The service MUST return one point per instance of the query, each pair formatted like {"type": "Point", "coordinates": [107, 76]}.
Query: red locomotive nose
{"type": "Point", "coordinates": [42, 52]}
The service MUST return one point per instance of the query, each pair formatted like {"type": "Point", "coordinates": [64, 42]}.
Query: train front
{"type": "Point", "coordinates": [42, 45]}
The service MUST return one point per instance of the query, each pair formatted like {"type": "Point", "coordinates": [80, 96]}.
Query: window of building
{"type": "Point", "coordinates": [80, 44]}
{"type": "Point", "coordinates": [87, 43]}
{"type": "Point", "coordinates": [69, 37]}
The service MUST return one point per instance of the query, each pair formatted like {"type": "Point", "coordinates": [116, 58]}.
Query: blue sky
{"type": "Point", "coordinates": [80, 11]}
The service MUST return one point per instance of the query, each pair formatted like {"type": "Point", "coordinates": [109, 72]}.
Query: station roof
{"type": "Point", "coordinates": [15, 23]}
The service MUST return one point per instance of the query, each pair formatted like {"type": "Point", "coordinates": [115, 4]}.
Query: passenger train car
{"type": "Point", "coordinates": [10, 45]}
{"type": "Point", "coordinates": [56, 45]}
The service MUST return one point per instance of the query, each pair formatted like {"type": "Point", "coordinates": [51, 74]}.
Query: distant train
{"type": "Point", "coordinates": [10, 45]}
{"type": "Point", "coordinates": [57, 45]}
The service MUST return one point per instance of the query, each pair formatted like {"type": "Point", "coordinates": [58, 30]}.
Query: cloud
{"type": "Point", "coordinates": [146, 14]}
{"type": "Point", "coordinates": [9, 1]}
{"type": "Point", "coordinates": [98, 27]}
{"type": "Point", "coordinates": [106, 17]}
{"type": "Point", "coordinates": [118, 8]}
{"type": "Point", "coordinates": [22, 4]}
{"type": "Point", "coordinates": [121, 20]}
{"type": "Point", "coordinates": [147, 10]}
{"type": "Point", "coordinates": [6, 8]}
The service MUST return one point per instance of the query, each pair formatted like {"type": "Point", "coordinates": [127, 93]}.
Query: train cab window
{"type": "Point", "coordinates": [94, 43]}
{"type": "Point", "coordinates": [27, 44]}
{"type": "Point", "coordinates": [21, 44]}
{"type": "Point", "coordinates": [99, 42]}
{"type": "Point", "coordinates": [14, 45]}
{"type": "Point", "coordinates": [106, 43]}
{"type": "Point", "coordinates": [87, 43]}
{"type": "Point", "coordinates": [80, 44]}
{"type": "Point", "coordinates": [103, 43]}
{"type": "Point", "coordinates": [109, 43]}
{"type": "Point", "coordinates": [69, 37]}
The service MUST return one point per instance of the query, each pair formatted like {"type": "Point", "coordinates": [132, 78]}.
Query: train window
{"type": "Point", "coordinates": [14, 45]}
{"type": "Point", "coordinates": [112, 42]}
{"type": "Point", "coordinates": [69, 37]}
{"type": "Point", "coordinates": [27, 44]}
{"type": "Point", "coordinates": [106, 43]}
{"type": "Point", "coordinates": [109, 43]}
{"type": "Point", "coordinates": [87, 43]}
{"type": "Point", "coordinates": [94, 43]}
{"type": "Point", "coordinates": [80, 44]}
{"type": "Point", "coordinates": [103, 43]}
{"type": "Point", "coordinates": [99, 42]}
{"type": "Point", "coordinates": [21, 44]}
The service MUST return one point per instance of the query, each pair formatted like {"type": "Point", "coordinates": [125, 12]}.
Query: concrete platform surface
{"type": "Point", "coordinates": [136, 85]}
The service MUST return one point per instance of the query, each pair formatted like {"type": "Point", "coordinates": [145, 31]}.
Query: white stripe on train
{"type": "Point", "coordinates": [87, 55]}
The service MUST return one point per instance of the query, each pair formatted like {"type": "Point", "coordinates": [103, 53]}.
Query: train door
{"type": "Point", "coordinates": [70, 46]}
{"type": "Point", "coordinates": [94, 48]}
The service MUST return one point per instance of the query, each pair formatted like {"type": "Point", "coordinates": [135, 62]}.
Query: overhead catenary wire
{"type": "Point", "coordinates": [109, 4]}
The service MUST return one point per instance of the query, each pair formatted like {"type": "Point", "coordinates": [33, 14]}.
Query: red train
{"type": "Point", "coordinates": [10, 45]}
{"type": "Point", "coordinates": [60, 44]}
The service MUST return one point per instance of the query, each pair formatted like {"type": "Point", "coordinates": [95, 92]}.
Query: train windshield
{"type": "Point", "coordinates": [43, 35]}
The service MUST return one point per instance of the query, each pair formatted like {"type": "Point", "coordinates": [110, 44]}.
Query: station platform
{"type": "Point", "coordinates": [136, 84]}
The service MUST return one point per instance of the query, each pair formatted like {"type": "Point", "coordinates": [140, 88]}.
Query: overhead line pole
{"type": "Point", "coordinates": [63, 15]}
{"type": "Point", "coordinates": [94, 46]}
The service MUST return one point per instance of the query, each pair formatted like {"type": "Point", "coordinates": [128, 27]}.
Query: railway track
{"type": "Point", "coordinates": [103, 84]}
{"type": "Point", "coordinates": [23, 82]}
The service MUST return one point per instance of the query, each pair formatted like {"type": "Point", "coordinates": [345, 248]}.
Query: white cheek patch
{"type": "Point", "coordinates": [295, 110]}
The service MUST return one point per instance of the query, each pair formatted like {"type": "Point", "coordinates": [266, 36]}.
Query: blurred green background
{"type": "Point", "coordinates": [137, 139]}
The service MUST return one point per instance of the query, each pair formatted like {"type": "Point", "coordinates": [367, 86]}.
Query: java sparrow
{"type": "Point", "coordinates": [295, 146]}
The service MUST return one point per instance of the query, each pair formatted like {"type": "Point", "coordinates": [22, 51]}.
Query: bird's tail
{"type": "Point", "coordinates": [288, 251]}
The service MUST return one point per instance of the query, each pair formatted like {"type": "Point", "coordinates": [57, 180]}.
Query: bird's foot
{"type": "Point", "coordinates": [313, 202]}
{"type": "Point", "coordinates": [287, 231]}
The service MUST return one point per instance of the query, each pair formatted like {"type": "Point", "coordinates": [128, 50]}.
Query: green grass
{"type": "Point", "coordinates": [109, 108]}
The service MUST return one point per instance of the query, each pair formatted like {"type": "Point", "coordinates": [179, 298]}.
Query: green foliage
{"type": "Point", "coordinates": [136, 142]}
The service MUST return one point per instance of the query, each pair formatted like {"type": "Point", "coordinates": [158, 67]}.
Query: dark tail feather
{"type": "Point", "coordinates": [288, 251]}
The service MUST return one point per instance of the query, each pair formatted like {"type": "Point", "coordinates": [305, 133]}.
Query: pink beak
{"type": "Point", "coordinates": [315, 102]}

WORK ORDER >>
Retype the whole listing above exactly as it appears.

RESULT >>
The service MUST return one point per instance of the query, each pair formatted like {"type": "Point", "coordinates": [107, 76]}.
Query: red locomotive nose
{"type": "Point", "coordinates": [42, 52]}
The service MUST return one point per instance of the query, each pair formatted like {"type": "Point", "coordinates": [64, 42]}.
Query: train front
{"type": "Point", "coordinates": [42, 45]}
The service MUST return one point per instance of the query, each pair formatted like {"type": "Point", "coordinates": [80, 96]}.
Query: window of building
{"type": "Point", "coordinates": [80, 44]}
{"type": "Point", "coordinates": [87, 43]}
{"type": "Point", "coordinates": [69, 37]}
The service MUST return one point per instance of the query, each pair formatted like {"type": "Point", "coordinates": [116, 58]}.
Query: blue sky
{"type": "Point", "coordinates": [80, 11]}
The service MUST return one point per instance of the query, each pair formatted like {"type": "Point", "coordinates": [109, 72]}.
Query: station roof
{"type": "Point", "coordinates": [15, 23]}
The service MUST return one point per instance of the query, each pair formatted like {"type": "Point", "coordinates": [115, 4]}.
Query: passenger train car
{"type": "Point", "coordinates": [10, 45]}
{"type": "Point", "coordinates": [56, 45]}
The service MUST return one point per instance of the query, each pair formatted like {"type": "Point", "coordinates": [51, 74]}.
Query: distant train
{"type": "Point", "coordinates": [10, 45]}
{"type": "Point", "coordinates": [57, 45]}
The service MUST return one point per instance of the query, each pair formatted like {"type": "Point", "coordinates": [58, 30]}.
Query: cloud
{"type": "Point", "coordinates": [146, 14]}
{"type": "Point", "coordinates": [9, 1]}
{"type": "Point", "coordinates": [98, 27]}
{"type": "Point", "coordinates": [106, 17]}
{"type": "Point", "coordinates": [118, 8]}
{"type": "Point", "coordinates": [22, 4]}
{"type": "Point", "coordinates": [121, 20]}
{"type": "Point", "coordinates": [147, 10]}
{"type": "Point", "coordinates": [6, 8]}
The service MUST return one point per instance of the query, each pair formatted like {"type": "Point", "coordinates": [127, 93]}.
Query: train cab window
{"type": "Point", "coordinates": [94, 43]}
{"type": "Point", "coordinates": [27, 44]}
{"type": "Point", "coordinates": [21, 44]}
{"type": "Point", "coordinates": [99, 42]}
{"type": "Point", "coordinates": [14, 45]}
{"type": "Point", "coordinates": [106, 43]}
{"type": "Point", "coordinates": [87, 43]}
{"type": "Point", "coordinates": [80, 44]}
{"type": "Point", "coordinates": [103, 43]}
{"type": "Point", "coordinates": [109, 43]}
{"type": "Point", "coordinates": [69, 37]}
The service MUST return one point per instance of the query, each pair formatted like {"type": "Point", "coordinates": [132, 78]}.
Query: train window
{"type": "Point", "coordinates": [14, 45]}
{"type": "Point", "coordinates": [112, 42]}
{"type": "Point", "coordinates": [69, 37]}
{"type": "Point", "coordinates": [27, 44]}
{"type": "Point", "coordinates": [106, 43]}
{"type": "Point", "coordinates": [109, 43]}
{"type": "Point", "coordinates": [87, 43]}
{"type": "Point", "coordinates": [94, 43]}
{"type": "Point", "coordinates": [80, 44]}
{"type": "Point", "coordinates": [103, 43]}
{"type": "Point", "coordinates": [99, 42]}
{"type": "Point", "coordinates": [21, 44]}
The service MUST return one point per instance of the query, each pair formatted like {"type": "Point", "coordinates": [125, 12]}.
Query: concrete platform surface
{"type": "Point", "coordinates": [136, 85]}
The service MUST return one point per instance of the query, each pair formatted like {"type": "Point", "coordinates": [145, 31]}.
Query: white stripe on train
{"type": "Point", "coordinates": [87, 55]}
The service MUST return one point per instance of the query, each pair formatted like {"type": "Point", "coordinates": [103, 53]}.
Query: train door
{"type": "Point", "coordinates": [70, 46]}
{"type": "Point", "coordinates": [94, 48]}
The service MUST return one point per instance of the query, each pair formatted like {"type": "Point", "coordinates": [135, 62]}.
Query: overhead catenary wire
{"type": "Point", "coordinates": [109, 4]}
The service MUST return one point per instance of the query, each pair formatted like {"type": "Point", "coordinates": [33, 14]}.
Query: red train
{"type": "Point", "coordinates": [10, 45]}
{"type": "Point", "coordinates": [60, 44]}
The service MUST return one point per instance of the query, each pair formatted like {"type": "Point", "coordinates": [95, 92]}.
Query: train windshield
{"type": "Point", "coordinates": [43, 35]}
The service MUST return one point per instance of the query, each pair formatted like {"type": "Point", "coordinates": [110, 44]}.
Query: station platform
{"type": "Point", "coordinates": [136, 84]}
The service MUST return one point per instance of the query, each pair formatted like {"type": "Point", "coordinates": [140, 88]}.
Query: overhead line pole
{"type": "Point", "coordinates": [63, 15]}
{"type": "Point", "coordinates": [94, 46]}
The service MUST return one point per instance of the query, each pair formatted like {"type": "Point", "coordinates": [128, 27]}.
Query: railway track
{"type": "Point", "coordinates": [103, 84]}
{"type": "Point", "coordinates": [23, 82]}
The service MUST return one point per instance of the query, each pair formatted like {"type": "Point", "coordinates": [345, 248]}.
Query: white cheek patch
{"type": "Point", "coordinates": [295, 110]}
The service MUST return one point per instance of the query, each pair formatted like {"type": "Point", "coordinates": [266, 36]}.
Query: blurred green background
{"type": "Point", "coordinates": [137, 139]}
The service MUST return one point per instance of the query, each pair formatted like {"type": "Point", "coordinates": [367, 86]}.
Query: java sparrow
{"type": "Point", "coordinates": [295, 146]}
The service MUST return one point per instance of the query, each pair formatted like {"type": "Point", "coordinates": [22, 51]}.
Query: bird's tail
{"type": "Point", "coordinates": [288, 251]}
The service MUST return one point per instance of the query, each pair formatted like {"type": "Point", "coordinates": [57, 180]}.
Query: bird's foot
{"type": "Point", "coordinates": [313, 202]}
{"type": "Point", "coordinates": [287, 231]}
The service MUST return one point per instance of the query, each pair formatted like {"type": "Point", "coordinates": [128, 50]}.
Query: green grass
{"type": "Point", "coordinates": [109, 108]}
The service MUST return one point per instance of the query, each pair formatted like {"type": "Point", "coordinates": [179, 298]}.
Query: green foliage
{"type": "Point", "coordinates": [136, 142]}
The service MUST return one point per instance of the query, each pair formatted like {"type": "Point", "coordinates": [158, 67]}.
Query: dark tail feather
{"type": "Point", "coordinates": [288, 251]}
The service MUST return one point per instance of the query, each pair formatted like {"type": "Point", "coordinates": [305, 133]}.
Query: pink beak
{"type": "Point", "coordinates": [315, 102]}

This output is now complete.